**Listed entries**
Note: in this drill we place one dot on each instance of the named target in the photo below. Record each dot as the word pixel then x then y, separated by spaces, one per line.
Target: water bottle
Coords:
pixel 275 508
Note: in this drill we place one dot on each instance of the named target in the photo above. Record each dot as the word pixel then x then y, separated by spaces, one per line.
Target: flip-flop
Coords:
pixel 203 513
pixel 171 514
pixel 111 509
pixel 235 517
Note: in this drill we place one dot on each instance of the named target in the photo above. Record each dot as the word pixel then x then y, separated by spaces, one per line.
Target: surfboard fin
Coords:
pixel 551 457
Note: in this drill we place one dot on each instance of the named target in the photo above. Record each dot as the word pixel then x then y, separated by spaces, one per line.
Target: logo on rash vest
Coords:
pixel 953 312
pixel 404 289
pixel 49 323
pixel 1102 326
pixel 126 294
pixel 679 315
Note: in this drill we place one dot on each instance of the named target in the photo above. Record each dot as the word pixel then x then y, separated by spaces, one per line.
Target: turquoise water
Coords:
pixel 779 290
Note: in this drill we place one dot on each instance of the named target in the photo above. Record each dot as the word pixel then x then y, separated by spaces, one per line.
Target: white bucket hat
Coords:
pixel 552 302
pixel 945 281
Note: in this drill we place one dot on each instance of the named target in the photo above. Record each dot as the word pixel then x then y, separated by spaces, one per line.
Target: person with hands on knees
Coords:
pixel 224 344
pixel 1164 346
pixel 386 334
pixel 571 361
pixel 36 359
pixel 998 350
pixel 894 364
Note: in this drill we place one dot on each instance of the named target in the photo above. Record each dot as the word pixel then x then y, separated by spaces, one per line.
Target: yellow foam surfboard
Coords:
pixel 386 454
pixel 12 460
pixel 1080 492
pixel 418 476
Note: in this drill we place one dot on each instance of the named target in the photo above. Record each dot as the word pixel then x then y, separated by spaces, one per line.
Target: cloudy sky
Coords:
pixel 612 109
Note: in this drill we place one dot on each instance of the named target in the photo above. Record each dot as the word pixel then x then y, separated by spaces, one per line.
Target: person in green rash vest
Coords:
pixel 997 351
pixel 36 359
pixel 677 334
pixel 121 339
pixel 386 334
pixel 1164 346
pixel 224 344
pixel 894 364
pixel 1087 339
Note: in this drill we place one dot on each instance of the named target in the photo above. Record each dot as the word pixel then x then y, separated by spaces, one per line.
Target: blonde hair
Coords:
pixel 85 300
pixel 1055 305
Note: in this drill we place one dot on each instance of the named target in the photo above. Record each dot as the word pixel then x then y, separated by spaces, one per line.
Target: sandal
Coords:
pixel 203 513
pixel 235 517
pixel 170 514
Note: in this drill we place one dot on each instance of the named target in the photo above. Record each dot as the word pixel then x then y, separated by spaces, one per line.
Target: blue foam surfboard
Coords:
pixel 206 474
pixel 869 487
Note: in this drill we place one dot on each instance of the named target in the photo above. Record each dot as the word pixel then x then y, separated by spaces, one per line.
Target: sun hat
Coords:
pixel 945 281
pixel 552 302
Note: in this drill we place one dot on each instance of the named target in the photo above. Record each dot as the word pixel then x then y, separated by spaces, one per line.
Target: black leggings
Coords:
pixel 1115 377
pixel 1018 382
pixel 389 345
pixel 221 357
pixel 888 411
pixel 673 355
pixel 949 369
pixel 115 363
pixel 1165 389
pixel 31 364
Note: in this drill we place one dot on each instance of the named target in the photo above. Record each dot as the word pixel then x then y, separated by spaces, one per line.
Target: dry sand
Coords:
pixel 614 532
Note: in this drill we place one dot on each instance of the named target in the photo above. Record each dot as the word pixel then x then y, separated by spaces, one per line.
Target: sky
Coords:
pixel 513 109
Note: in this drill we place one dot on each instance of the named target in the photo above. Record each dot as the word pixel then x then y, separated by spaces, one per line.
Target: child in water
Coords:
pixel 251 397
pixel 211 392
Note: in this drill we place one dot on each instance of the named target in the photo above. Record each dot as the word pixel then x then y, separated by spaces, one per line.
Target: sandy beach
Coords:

**What the exercise asks**
Copy out all the lines of the records that include "rash".

**Task solution**
Target: logo on rash vest
Target: person in green rash vest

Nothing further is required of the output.